## PROBLEM DESCRIPTION:
Reproduce the records that follow in full, excluding any picture they contain.

[Referring expression pointing data]

------------------------------------------------------------

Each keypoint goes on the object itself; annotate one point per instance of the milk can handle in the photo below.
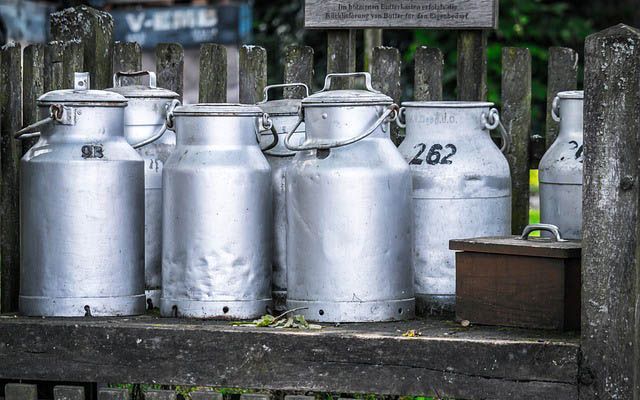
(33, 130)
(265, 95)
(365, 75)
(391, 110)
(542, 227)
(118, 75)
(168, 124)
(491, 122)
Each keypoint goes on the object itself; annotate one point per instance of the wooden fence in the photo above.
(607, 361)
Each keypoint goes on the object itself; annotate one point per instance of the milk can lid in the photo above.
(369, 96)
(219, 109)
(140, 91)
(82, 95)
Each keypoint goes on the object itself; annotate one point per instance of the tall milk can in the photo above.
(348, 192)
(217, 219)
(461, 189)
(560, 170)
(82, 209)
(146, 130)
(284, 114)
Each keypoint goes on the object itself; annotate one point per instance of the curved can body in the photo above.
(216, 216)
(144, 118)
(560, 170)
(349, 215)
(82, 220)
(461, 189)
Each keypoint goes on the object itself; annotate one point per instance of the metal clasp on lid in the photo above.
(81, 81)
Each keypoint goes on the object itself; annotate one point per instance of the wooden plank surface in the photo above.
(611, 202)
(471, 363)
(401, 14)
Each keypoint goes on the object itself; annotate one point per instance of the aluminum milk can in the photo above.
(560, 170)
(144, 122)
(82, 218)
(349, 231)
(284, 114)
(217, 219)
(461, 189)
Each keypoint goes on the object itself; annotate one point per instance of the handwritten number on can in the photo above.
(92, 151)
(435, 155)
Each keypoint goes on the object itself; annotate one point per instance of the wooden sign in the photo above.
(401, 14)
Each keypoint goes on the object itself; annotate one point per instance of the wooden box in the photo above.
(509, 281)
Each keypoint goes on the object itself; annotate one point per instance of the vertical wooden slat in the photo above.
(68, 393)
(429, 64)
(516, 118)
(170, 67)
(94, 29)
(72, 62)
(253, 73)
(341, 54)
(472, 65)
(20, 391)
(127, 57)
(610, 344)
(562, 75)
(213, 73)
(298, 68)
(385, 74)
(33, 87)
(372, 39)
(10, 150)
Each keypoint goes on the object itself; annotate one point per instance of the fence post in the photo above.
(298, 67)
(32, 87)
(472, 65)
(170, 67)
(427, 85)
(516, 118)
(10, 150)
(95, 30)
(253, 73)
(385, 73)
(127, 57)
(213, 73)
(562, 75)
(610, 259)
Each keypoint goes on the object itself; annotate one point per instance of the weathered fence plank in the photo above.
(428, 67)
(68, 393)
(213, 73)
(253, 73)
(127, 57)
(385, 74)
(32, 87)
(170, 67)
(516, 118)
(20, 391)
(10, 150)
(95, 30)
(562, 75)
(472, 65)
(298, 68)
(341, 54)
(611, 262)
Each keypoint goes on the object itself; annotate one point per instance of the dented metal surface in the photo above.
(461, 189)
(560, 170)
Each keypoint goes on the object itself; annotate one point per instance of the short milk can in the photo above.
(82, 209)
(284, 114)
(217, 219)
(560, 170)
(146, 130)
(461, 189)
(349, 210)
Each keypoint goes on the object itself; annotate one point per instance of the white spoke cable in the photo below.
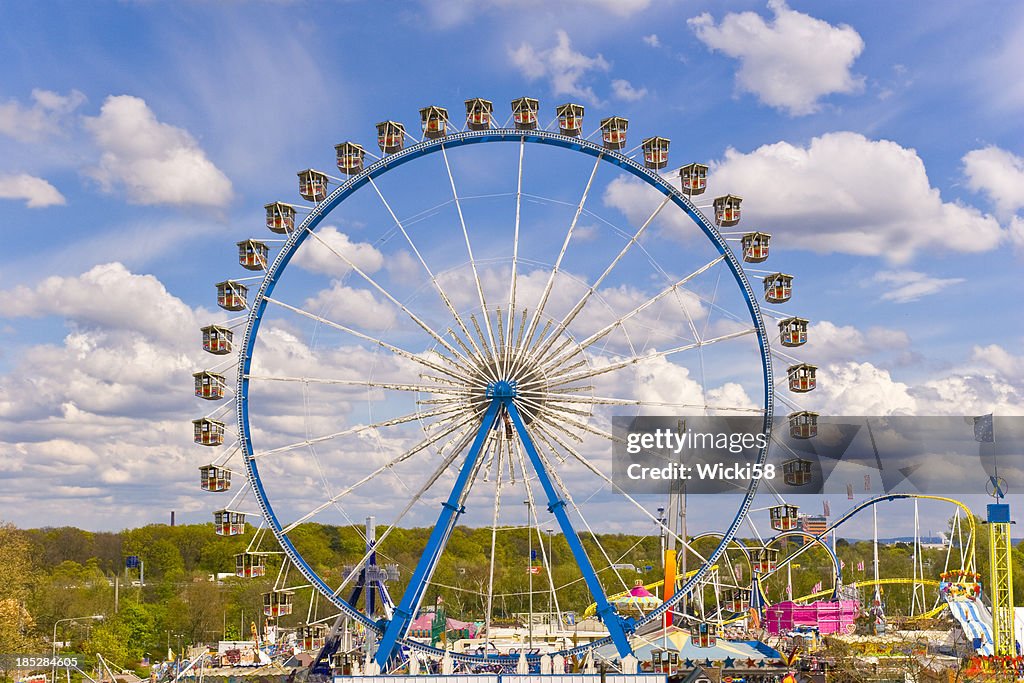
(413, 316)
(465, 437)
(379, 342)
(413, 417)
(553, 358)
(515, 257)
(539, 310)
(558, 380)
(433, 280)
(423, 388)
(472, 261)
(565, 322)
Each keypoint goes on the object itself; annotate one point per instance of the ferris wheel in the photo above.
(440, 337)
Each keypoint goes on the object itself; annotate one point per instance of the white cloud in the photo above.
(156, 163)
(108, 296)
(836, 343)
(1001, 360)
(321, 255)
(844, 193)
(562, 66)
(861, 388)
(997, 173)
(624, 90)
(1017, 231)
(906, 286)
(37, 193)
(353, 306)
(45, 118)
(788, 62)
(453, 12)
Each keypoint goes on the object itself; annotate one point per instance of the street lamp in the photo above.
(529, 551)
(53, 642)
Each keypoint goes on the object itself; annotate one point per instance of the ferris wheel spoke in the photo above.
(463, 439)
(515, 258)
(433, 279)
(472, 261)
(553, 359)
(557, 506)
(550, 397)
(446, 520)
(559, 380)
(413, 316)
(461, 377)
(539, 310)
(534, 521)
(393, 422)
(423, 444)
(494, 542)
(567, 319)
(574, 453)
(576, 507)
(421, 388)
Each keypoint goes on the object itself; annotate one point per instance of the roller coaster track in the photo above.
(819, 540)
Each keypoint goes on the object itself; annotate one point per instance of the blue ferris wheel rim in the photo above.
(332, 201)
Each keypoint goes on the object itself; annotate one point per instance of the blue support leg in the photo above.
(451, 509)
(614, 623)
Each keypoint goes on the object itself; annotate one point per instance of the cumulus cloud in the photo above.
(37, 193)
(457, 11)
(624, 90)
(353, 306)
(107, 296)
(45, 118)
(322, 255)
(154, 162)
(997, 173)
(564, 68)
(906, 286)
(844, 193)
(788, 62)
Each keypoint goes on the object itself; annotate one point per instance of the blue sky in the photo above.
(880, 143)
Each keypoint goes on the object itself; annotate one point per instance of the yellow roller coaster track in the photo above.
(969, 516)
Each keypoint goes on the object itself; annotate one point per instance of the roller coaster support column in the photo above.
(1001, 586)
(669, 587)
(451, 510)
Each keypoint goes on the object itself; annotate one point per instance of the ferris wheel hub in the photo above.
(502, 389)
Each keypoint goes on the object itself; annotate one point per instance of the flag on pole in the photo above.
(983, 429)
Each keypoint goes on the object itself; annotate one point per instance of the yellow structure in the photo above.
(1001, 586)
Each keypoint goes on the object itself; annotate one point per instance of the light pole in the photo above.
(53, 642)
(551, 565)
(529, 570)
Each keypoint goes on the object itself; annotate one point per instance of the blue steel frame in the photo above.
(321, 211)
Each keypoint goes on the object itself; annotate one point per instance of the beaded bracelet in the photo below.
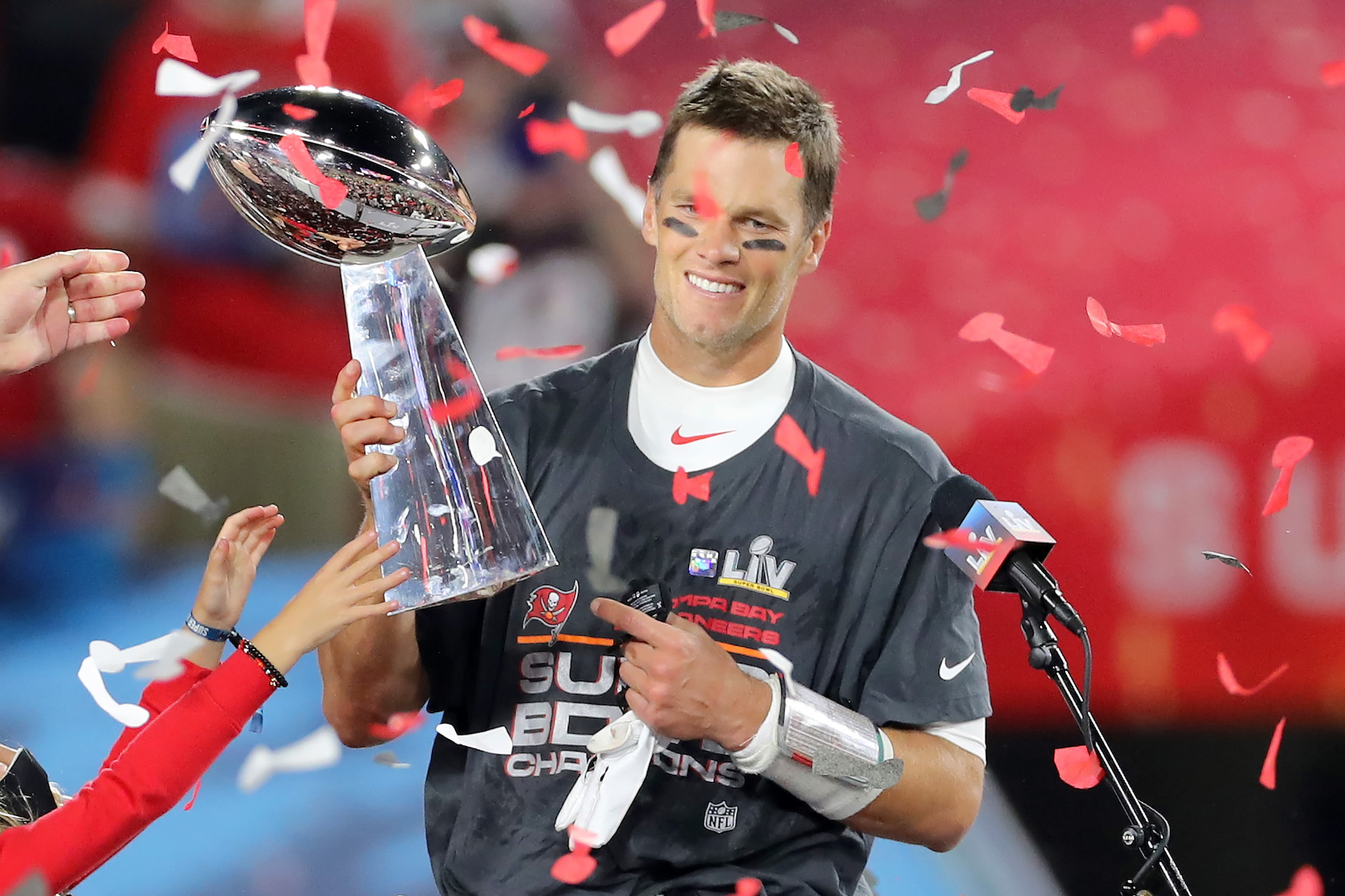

------------------------------------------------------------

## SOLUTION TO THIS EXERCISE:
Each keypoint goes on the object itself; annotate one point per instance of the milk can handle in the photo below.
(33, 130)
(265, 95)
(365, 75)
(391, 110)
(542, 227)
(118, 75)
(168, 124)
(491, 122)
Each keypoint goes on the object itself; annotate one point per instance of the wooden fence in the photo above.
(607, 361)
Each keypoint goes on the object itself; annotate one point per instance of the milk can lid in the photo above.
(369, 96)
(219, 109)
(140, 91)
(82, 95)
Each keypoint goes on the object itself; annotate one point per instance of the tall milk can in the photo above.
(348, 192)
(217, 219)
(461, 189)
(560, 170)
(82, 209)
(146, 130)
(284, 114)
Each keypoint goes on the object itself; annotate one point per instance of the curved can body in the photo above.
(216, 216)
(144, 118)
(560, 170)
(349, 215)
(82, 220)
(461, 189)
Each keypoint goes on the object itself; annotate one point per instance of the metal clasp on lid in the photo above.
(81, 81)
Each keypoint goes on the object itself; annotate one point per instance of the wooden plank surface in the photo above.
(611, 202)
(471, 363)
(401, 14)
Each keypoint goes on the object itself; annotate one point per instance of the aluminum milk can in the photo above.
(560, 170)
(144, 122)
(82, 218)
(349, 231)
(284, 114)
(217, 219)
(461, 189)
Each keypoint goes on the object itself; annotate one point per instance of the handwritten number on can in the photo above.
(92, 151)
(435, 155)
Each keypoint goes on the object itself; annotate one point per instance of the wooden sign in the photo above.
(401, 14)
Each keypoint goes on the object itself; annotate one point per instance of the wooden box in the photo above.
(509, 281)
Each keypoint goes on the object itself; annotate one point per instance of the vertical wooden slat in the photo above.
(68, 393)
(429, 64)
(516, 118)
(170, 67)
(94, 29)
(72, 62)
(253, 73)
(341, 54)
(472, 65)
(20, 391)
(127, 57)
(610, 344)
(562, 75)
(213, 73)
(298, 68)
(385, 74)
(33, 87)
(372, 39)
(10, 150)
Each keypoint goes on the object itself; annotate one point per instance of the fence post in the photo above.
(298, 67)
(32, 87)
(472, 65)
(170, 67)
(427, 85)
(516, 118)
(10, 150)
(95, 30)
(253, 73)
(385, 73)
(127, 57)
(213, 73)
(562, 75)
(610, 259)
Each keypoint goes on the object itself; annotate one point per instance of the weathered fence plank in the photo above.
(428, 67)
(68, 393)
(213, 73)
(253, 73)
(127, 57)
(385, 74)
(32, 87)
(170, 67)
(516, 118)
(20, 391)
(10, 150)
(95, 30)
(562, 75)
(472, 65)
(298, 68)
(341, 54)
(611, 262)
Each keypoint goes on the object itself; annotate one point per instance of the dented metal surface in the photo above.
(461, 189)
(560, 170)
Each keypoint goes on the object itself; annotate one point per instance of the short milk can in the photo above.
(82, 209)
(284, 114)
(217, 219)
(560, 170)
(146, 130)
(461, 189)
(349, 210)
Each keypoint goes on the object itself; annotate one point per instance of the white spoke cable in the photo below.
(413, 316)
(465, 437)
(379, 342)
(413, 417)
(553, 358)
(515, 257)
(539, 310)
(558, 380)
(433, 280)
(423, 388)
(472, 261)
(565, 322)
Each keypoint goes on the object itself; annotate one point per instance of the ferris wheel in the photo above.
(440, 337)
Each keypoint goes on the object itself; annotate one point per instance of the white cloud in the photo above.
(156, 163)
(108, 296)
(836, 343)
(1001, 360)
(321, 255)
(844, 193)
(562, 66)
(861, 388)
(997, 173)
(624, 90)
(1017, 231)
(906, 286)
(37, 193)
(353, 306)
(45, 118)
(788, 62)
(453, 12)
Each keypoint goes on the object itself; annotate one point per instance of the street lamp in the photo above.
(529, 551)
(53, 642)
Each keypoint goes on the object itself; annotate one point per instance of the ferris wheel spoke in the photo above.
(463, 439)
(515, 258)
(433, 279)
(472, 261)
(553, 359)
(557, 506)
(550, 397)
(446, 520)
(559, 380)
(413, 316)
(461, 377)
(539, 310)
(534, 521)
(393, 422)
(423, 444)
(494, 542)
(567, 319)
(574, 453)
(576, 507)
(421, 388)
Each keypoint goes on the object itself; annotate one point per instance of the roller coaster track in the photo above.
(819, 540)
Each keypoint goes on the object itself; annotate one point per instance of the blue ferris wheel rim in the photo above.
(332, 201)
Each keypoint goes on the object itself; annotate one point per instance of the blue support leg in the photo above.
(451, 509)
(614, 623)
Each keypoint goes on the object itself; annotate one point per instance of the cumulus cloud in the photo above.
(37, 193)
(457, 11)
(624, 90)
(353, 306)
(107, 296)
(45, 118)
(322, 255)
(154, 162)
(997, 173)
(564, 68)
(906, 286)
(844, 193)
(788, 62)
Each keypoint goes on the object itself; annotate one point per instance of the blue sky in the photo above.
(880, 143)
Each keypoint goes on the object itself; annotate one point per instance of the yellow roller coaster track in the photo above.
(969, 516)
Each keypoint goes on the object itself; annotate one point per instance of the roller coaster support column in the photo above.
(1001, 586)
(669, 587)
(451, 510)
Each keypoint goes on the object itself; annotate one point per instance of the ferris wheel hub in the photo above.
(502, 389)
Each keypoint goes on the object itself; annotate one point per instance of the flag on pole in the photo above.
(983, 429)
Each keypoint goes on the object itself; annotate one point per instance of the yellow structure in the photo above.
(1001, 586)
Each keypoint goes on the object itself; annotate one point per instance of the light pole in the photo above.
(53, 642)
(551, 565)
(529, 570)
Each keypoint goes on the object itself; annotate one point per instance of the blue steel frame in the photo above.
(321, 211)
Each keypoint goes on the object itself; annotate one point per instance of the beaded bracelet in the photo below.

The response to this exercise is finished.